Bounding-box records:
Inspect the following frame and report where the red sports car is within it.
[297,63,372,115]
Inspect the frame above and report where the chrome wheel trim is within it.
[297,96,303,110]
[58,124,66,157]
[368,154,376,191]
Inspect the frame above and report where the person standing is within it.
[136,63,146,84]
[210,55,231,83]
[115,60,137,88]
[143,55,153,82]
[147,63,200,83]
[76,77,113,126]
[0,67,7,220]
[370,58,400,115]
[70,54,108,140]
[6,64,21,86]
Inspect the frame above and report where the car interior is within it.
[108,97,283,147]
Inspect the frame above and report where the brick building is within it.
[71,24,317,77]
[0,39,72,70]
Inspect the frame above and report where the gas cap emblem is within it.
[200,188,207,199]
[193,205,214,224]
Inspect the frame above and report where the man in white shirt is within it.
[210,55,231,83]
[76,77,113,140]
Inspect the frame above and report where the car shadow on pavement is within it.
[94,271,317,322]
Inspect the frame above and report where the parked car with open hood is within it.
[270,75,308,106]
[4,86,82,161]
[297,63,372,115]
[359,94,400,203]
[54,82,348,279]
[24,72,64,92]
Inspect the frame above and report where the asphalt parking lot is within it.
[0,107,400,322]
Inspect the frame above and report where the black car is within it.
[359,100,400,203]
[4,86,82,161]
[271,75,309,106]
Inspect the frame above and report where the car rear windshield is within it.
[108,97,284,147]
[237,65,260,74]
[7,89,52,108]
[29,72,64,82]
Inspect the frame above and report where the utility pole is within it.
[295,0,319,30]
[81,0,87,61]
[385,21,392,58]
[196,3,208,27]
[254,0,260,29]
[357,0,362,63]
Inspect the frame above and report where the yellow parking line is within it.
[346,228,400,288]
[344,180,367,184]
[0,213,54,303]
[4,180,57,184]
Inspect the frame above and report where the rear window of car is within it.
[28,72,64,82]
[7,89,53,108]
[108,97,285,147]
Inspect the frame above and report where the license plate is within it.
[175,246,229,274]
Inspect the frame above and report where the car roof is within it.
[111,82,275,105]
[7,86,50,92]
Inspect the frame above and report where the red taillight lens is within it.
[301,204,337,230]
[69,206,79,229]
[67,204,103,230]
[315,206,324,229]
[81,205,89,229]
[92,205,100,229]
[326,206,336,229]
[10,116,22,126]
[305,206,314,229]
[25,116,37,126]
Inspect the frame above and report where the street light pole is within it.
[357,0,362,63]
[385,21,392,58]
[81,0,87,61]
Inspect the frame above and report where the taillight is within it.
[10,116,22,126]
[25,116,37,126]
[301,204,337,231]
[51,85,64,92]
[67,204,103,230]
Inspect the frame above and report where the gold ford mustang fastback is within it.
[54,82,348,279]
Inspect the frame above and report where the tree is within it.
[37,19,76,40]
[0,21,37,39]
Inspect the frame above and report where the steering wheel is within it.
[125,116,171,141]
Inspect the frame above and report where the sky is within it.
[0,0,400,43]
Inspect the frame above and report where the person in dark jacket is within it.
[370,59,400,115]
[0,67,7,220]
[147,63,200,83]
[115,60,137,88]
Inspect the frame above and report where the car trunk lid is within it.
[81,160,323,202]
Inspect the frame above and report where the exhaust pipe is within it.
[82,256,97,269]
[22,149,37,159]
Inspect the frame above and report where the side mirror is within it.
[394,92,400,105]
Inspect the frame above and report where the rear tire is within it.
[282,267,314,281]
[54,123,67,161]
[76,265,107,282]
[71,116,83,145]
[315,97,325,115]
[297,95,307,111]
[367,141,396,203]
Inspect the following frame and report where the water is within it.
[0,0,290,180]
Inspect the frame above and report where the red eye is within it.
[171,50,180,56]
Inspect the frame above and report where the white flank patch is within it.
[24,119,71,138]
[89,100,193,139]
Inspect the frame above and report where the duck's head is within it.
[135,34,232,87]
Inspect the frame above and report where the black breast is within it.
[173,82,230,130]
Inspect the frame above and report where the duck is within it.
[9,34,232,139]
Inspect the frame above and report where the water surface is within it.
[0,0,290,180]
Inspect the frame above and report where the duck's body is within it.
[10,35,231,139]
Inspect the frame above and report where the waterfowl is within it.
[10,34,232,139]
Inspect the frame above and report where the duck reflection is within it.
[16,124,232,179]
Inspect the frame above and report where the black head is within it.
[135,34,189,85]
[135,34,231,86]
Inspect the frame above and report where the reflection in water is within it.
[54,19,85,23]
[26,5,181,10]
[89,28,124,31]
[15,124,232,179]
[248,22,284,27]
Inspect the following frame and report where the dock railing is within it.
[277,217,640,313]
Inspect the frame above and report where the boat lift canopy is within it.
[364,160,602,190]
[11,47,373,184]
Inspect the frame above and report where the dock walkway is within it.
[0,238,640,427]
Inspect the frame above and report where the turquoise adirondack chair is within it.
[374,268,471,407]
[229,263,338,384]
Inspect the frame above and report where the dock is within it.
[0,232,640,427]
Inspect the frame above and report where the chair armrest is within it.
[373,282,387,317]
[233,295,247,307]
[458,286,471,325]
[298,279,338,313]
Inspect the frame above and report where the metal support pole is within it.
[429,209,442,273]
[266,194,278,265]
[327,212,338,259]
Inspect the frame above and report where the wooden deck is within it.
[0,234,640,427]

## What to work on
Please change every "Inspect" in the data above to "Examine" and leave everything else unchanged.

## Completed exercise
Examine the following frame and report where the red sports car is within it.
[297,63,372,115]
Examine the frame above and report where the chrome wheel trim is within it.
[297,96,303,110]
[58,124,66,157]
[368,154,376,191]
Examine the frame above and report where the person standing is within it.
[136,63,146,84]
[210,55,231,83]
[115,60,137,88]
[143,55,153,82]
[147,63,200,83]
[76,77,113,126]
[0,67,7,220]
[370,58,400,115]
[70,54,108,140]
[6,64,21,86]
Examine the frame above and report where the car interior is within it.
[108,97,283,147]
Examine the frame above and report where the brick building is within it.
[71,24,317,77]
[0,39,72,70]
Examine the frame above and report where the gas cap emblem is within it.
[200,188,207,199]
[193,205,214,224]
Examine the frame above and report where the man in white shirt is within it.
[210,55,231,83]
[76,77,113,140]
Examine the frame above and report where the car shadow on pavement is within it.
[94,271,317,322]
Examine the frame above and report where the parked car with open hood is within it.
[270,75,308,106]
[4,86,82,161]
[297,63,372,115]
[359,94,400,203]
[54,82,348,279]
[24,72,64,92]
Examine the frame above and report where the asphalt parking lot is within it.
[0,107,400,322]
Examine the frame above and report where the black car is within it.
[359,100,400,203]
[4,86,82,161]
[271,75,309,106]
Examine the frame above and report where the car rear windshield is within it.
[108,97,284,147]
[237,65,260,74]
[7,89,52,108]
[29,72,64,82]
Examine the frame above and report where the utility pole is within it.
[295,0,319,30]
[81,0,87,61]
[385,21,392,58]
[196,3,208,27]
[254,0,260,29]
[357,0,362,63]
Examine the frame above and report where the yellow parking line is within it.
[346,228,400,288]
[344,180,367,184]
[0,213,54,303]
[4,180,57,184]
Examine the frame above and report where the rear window of car is within it.
[28,72,64,82]
[7,89,53,108]
[108,97,285,147]
Examine the frame above and report where the license plate is within it.
[175,246,229,274]
Examine the frame above and report where the car roof is within it.
[111,82,275,105]
[7,86,50,92]
Examine the frame above and report where the red taillight lens is within it.
[301,204,337,230]
[69,206,79,229]
[67,204,103,230]
[315,206,324,229]
[81,205,89,229]
[92,205,100,229]
[326,206,336,229]
[10,116,22,126]
[305,206,314,229]
[25,116,37,126]
Examine the frame above and report where the street light pole is within it.
[357,0,362,63]
[385,21,392,58]
[81,0,87,61]
Examine the frame above and report where the taillight is within it.
[10,116,22,126]
[25,116,37,126]
[301,204,337,231]
[51,85,64,92]
[67,204,103,230]
Examine the frame above and report where the gold ford mustang fastback is within it.
[54,82,348,279]
Examine the frame above and report where the tree is within it.
[37,19,76,40]
[0,21,37,39]
Examine the frame above and report where the steering wheel is within it.
[125,116,171,141]
Examine the frame above and report where the sky is within it.
[0,0,400,43]
Examine the frame above and report where the person in dark jacket is within it.
[370,59,400,115]
[0,67,7,220]
[147,63,200,83]
[115,60,137,88]
Examine the frame above and report where the car trunk lid is within it.
[81,160,323,202]
Examine the frame above and report where the exhaust pipe is within it.
[82,256,97,269]
[22,149,37,159]
Examine the frame above and report where the side mirror is within it.
[394,92,400,105]
Examine the frame above and report where the rear tire is within it.
[282,267,314,281]
[54,123,67,161]
[76,265,107,282]
[71,116,83,145]
[315,97,325,115]
[297,95,307,111]
[367,141,396,203]
Examine the following frame and report where the water is within it.
[0,0,290,180]
Examine the frame above and report where the red eye is within it.
[171,50,180,56]
Examine the frame above and report where the white flank patch is within it.
[24,119,71,138]
[89,100,193,139]
Examine the frame above and report where the duck's head is within it.
[135,34,232,87]
Examine the frame above and report where the black breast is within it.
[173,82,230,130]
Examine the frame above and report where the duck is within it.
[9,34,232,139]
Examine the frame above and report where the water surface is within it.
[0,0,290,180]
Examine the frame above and report where the duck's body is within it.
[10,35,231,139]
Examine the frame above and report where the waterfowl is within it.
[10,34,232,139]
Examine the frame above and report where the duck reflection is within it.
[16,124,232,179]
Examine the frame above and report where the black head is within it.
[135,34,189,85]
[135,34,231,86]
Examine the frame above and report where the reflection in water is within it.
[54,19,85,23]
[26,5,181,10]
[89,28,124,31]
[15,124,232,179]
[248,22,284,27]
Examine the following frame and report where the dock railing is within it.
[277,217,640,313]
Examine the frame above and report where the boat lift canopy is within it.
[364,160,602,190]
[11,47,373,184]
Examine the frame above and report where the dock walkway is within it.
[0,238,640,427]
Examine the frame above and report where the turquoise adirondack chair is within it.
[374,268,471,407]
[229,263,338,384]
Examine the frame above and report where the dock is within it.
[0,232,640,427]
Examine the frame above and report where the chair armrest is within it.
[373,282,387,317]
[233,295,247,307]
[458,286,471,325]
[298,279,338,313]
Examine the frame above and report where the metal support pole is within it.
[429,209,442,273]
[266,194,278,265]
[327,212,338,259]
Examine the frame above and report where the wooden deck is within it.
[0,234,640,427]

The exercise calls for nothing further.